AIM OF THE TASK — Reproduce verbatim the stretch from the start of the rows below through the line containing "65), (99, 68)]", including both ends and nothing beyond them.

───

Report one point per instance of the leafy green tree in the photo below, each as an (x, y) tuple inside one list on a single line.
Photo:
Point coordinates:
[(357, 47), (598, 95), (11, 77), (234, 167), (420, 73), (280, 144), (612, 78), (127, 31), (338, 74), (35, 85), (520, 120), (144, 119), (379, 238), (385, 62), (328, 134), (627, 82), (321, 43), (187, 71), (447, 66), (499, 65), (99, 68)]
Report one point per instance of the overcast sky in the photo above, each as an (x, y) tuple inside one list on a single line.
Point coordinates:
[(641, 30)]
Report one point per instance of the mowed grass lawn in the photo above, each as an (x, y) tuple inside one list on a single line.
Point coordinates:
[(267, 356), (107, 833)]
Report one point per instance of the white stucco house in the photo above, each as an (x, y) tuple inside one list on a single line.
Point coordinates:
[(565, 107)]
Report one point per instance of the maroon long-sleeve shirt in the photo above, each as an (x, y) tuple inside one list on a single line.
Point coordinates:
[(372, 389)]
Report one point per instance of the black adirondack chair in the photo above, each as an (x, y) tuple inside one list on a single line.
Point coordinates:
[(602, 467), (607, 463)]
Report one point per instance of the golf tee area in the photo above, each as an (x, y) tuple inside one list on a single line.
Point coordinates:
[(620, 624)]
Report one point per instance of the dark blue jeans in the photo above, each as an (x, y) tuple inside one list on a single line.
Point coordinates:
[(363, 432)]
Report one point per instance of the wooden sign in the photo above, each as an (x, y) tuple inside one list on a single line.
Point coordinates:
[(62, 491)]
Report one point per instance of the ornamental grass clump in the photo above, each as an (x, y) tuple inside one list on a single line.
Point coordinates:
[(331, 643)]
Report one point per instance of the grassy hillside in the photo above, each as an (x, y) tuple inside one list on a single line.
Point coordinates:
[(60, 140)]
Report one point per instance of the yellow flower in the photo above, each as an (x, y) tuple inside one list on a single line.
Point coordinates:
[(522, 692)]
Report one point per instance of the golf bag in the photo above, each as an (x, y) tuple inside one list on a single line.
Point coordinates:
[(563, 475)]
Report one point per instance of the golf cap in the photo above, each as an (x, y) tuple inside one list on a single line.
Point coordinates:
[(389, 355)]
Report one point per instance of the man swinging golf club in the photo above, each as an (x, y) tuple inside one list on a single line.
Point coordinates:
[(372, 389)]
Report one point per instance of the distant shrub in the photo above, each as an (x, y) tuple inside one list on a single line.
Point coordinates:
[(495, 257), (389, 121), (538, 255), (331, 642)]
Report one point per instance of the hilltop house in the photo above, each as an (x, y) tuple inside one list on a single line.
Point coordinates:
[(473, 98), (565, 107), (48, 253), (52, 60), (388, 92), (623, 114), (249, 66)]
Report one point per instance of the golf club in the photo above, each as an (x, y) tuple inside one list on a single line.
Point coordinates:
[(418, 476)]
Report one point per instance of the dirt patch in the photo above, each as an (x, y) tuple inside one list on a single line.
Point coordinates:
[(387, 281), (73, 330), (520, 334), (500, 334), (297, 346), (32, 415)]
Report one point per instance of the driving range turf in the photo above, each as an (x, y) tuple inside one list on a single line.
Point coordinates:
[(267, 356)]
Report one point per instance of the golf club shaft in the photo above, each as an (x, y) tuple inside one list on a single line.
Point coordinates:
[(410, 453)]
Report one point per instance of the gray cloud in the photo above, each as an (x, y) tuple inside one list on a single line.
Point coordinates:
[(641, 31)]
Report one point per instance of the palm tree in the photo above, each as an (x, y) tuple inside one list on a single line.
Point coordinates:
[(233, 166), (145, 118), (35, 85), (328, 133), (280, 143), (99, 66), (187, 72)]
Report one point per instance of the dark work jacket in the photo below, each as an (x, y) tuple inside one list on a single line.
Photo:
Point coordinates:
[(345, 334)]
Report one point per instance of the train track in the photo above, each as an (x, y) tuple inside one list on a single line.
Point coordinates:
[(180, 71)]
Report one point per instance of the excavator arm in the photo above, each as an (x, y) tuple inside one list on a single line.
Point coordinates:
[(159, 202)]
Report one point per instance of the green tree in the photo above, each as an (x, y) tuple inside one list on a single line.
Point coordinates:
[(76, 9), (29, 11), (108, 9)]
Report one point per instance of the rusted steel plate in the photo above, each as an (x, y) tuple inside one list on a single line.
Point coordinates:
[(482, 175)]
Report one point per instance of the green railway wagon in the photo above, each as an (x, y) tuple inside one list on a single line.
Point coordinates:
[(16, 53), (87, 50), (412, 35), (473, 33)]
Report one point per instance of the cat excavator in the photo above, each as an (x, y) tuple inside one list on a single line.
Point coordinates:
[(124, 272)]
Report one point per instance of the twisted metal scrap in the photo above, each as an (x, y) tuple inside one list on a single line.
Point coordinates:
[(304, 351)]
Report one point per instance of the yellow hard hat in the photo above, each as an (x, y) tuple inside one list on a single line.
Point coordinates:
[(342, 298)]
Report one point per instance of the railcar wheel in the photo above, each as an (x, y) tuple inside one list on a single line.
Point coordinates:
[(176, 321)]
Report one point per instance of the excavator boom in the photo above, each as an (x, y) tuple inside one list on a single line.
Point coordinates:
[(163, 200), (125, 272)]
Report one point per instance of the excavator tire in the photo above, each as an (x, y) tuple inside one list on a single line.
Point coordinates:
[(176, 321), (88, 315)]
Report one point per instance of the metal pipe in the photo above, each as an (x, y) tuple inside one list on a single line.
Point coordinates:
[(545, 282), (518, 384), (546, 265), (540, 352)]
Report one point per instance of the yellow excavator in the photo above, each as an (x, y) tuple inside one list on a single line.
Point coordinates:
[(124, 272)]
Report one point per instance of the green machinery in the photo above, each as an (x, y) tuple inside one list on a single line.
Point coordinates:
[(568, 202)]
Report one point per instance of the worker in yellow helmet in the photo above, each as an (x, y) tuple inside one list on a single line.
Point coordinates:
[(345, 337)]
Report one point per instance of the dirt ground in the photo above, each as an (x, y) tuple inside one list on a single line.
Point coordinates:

───

THE OUTPUT —
Report one point per instance of the leafy green tree in the photo below, each as an (x, y) tuple inside one list on a single line.
Photo:
Point coordinates:
[(357, 47), (598, 95), (11, 77), (234, 167), (420, 73), (280, 144), (612, 78), (127, 31), (338, 74), (35, 85), (520, 120), (144, 119), (379, 238), (385, 62), (328, 134), (627, 82), (321, 43), (187, 71), (447, 66), (499, 65), (99, 68)]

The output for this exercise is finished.